▶ **AIM OF THE TASK**:
Which lines of the listing below contain the word "street"? Extract each of them in full.

### SUPPLIED INFORMATION ###

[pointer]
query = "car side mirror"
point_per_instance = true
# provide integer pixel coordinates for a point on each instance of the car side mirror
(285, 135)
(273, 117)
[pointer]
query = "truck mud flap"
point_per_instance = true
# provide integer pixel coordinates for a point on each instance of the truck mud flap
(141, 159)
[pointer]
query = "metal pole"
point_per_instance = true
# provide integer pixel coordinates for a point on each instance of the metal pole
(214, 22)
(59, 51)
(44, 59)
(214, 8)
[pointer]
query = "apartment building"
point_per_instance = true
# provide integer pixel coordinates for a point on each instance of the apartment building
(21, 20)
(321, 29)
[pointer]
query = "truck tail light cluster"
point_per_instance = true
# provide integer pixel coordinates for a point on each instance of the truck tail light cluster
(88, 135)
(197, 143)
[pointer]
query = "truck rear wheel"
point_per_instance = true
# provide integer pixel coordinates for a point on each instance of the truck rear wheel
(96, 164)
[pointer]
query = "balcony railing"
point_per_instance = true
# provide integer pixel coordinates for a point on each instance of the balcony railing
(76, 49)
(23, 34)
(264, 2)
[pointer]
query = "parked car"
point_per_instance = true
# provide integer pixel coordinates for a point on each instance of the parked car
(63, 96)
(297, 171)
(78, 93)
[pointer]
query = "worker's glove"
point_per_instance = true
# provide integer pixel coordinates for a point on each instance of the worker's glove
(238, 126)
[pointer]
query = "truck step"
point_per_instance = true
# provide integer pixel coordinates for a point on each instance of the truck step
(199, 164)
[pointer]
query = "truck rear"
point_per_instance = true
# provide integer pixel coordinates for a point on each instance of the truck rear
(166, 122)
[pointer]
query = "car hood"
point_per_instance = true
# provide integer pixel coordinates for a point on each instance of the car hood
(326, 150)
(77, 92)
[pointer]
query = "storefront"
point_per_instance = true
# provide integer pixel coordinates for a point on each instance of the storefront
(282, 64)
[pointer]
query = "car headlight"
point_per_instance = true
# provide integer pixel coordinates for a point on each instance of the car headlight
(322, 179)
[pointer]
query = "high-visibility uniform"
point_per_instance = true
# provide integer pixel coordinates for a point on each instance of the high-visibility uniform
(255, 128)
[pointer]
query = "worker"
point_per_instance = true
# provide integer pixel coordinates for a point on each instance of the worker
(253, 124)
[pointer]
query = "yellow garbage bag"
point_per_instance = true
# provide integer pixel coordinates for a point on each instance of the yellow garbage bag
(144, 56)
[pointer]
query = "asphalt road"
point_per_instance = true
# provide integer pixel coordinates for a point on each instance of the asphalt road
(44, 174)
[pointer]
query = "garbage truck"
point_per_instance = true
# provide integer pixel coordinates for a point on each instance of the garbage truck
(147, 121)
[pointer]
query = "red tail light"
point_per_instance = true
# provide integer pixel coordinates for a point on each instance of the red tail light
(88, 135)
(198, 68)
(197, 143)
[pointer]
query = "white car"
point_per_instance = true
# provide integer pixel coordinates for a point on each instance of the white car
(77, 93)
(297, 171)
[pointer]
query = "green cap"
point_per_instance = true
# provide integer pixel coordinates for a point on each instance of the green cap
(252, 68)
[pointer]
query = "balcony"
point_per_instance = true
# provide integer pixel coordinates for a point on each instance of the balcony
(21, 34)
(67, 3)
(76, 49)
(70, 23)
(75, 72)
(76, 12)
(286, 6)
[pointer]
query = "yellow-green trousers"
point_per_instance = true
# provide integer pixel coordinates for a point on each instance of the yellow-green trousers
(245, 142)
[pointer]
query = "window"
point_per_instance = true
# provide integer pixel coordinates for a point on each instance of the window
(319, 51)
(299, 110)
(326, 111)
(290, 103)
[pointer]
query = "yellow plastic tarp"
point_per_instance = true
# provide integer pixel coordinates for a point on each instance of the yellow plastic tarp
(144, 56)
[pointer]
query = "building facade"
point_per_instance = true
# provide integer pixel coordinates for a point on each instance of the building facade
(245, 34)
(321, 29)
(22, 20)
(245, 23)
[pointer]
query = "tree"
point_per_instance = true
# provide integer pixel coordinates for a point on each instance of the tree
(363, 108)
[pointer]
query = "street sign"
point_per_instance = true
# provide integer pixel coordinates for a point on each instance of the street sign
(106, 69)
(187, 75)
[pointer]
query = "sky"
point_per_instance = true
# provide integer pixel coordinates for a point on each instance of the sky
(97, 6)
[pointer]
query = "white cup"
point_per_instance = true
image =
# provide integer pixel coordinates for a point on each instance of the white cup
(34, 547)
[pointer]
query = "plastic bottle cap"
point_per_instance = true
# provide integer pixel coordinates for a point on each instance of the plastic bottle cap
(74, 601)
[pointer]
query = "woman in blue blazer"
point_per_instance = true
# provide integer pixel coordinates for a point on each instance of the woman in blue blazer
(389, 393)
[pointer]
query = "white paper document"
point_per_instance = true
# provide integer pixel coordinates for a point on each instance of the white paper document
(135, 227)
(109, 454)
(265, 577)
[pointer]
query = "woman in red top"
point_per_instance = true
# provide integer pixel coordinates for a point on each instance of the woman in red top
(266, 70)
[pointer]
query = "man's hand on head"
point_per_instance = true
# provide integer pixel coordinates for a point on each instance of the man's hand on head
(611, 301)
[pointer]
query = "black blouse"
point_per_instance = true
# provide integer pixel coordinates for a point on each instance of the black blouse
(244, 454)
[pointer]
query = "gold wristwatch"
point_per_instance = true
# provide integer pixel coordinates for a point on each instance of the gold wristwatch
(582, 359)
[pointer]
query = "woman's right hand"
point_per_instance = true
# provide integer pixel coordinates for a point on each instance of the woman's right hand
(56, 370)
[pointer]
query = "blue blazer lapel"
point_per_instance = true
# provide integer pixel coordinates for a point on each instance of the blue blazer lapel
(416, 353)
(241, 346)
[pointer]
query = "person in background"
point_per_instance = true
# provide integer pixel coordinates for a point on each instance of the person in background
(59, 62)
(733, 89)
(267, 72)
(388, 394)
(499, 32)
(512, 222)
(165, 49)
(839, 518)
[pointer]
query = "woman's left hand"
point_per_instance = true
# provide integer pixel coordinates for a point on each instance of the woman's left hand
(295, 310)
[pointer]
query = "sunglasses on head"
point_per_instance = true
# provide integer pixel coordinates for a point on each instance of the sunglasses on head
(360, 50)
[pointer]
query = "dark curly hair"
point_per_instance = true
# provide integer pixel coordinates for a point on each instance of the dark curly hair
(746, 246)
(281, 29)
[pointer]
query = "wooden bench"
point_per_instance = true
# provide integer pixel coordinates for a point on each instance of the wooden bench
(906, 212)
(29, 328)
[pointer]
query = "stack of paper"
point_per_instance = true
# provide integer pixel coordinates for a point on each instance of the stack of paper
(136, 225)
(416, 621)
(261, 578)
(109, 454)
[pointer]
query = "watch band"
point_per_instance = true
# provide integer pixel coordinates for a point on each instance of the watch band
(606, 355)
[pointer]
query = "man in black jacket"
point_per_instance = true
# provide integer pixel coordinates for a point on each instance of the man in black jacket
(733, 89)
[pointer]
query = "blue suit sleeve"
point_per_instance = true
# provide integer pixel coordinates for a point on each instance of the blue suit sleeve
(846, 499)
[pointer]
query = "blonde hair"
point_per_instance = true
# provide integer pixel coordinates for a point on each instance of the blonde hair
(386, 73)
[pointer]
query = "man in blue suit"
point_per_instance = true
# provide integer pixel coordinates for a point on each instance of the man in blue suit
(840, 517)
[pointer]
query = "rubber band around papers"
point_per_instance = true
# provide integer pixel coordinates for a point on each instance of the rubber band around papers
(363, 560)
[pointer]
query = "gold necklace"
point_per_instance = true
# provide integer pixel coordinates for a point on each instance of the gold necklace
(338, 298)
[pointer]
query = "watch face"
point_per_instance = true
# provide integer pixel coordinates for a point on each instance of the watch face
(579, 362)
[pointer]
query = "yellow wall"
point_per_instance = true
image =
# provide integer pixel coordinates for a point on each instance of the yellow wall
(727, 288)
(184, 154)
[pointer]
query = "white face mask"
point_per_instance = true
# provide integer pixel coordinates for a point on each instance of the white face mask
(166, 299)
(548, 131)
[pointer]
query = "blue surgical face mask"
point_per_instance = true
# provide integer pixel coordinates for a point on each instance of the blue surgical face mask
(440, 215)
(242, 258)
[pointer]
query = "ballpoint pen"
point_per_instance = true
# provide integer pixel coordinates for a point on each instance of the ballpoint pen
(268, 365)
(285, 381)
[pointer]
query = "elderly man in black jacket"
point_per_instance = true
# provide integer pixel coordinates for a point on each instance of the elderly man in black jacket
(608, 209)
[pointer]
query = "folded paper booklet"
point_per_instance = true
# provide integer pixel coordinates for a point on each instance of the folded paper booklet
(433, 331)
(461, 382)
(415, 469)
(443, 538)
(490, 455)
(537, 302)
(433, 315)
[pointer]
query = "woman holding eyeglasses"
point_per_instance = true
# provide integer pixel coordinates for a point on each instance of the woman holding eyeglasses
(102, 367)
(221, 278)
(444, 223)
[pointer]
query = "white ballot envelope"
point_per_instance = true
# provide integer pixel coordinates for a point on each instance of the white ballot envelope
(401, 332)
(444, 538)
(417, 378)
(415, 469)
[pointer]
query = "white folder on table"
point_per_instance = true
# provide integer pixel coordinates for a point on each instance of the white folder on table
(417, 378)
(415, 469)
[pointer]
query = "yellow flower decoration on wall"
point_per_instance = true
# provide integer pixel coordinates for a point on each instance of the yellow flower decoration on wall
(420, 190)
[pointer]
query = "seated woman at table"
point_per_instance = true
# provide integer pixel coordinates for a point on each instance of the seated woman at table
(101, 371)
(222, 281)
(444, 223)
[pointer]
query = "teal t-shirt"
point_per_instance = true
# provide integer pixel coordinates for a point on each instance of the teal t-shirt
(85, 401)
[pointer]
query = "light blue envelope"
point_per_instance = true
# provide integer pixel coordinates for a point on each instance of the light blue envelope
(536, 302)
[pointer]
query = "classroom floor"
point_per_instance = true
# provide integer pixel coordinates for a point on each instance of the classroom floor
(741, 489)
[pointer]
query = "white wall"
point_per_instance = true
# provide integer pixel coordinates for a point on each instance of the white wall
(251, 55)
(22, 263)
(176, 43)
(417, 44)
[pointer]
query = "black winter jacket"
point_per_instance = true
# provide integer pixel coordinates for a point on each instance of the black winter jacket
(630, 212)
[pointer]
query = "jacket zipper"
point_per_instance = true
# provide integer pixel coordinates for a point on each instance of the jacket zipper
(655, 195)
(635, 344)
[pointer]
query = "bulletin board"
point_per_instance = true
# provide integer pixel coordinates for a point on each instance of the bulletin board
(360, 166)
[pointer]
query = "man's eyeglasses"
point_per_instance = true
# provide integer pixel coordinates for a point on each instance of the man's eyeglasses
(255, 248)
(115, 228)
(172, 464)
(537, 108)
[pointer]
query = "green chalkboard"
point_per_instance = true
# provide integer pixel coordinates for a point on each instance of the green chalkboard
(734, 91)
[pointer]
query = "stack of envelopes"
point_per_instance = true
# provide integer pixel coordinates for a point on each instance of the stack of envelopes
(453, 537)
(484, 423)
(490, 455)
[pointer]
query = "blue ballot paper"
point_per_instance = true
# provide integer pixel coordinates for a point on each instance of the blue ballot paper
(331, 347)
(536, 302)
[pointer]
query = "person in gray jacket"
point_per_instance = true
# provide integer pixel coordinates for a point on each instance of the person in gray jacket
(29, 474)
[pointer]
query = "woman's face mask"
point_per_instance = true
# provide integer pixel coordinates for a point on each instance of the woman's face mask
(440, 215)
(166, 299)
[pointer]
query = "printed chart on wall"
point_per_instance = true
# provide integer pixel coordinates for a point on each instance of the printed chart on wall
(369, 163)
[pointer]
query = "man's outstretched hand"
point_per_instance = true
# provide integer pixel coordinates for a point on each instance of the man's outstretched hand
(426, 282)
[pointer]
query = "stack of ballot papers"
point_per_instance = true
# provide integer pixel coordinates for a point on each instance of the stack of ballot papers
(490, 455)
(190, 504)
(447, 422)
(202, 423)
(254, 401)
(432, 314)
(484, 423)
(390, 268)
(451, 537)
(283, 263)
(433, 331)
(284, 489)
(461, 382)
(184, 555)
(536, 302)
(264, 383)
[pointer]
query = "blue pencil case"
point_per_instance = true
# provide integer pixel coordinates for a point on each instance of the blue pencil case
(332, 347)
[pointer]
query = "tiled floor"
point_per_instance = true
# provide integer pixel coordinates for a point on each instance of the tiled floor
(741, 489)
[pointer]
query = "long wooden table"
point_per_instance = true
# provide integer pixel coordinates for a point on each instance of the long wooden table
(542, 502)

###

▶ **WRITTEN ANSWER**:
query = "street sign"
# provide integer pixel coordinates for a point on each instance of the street sign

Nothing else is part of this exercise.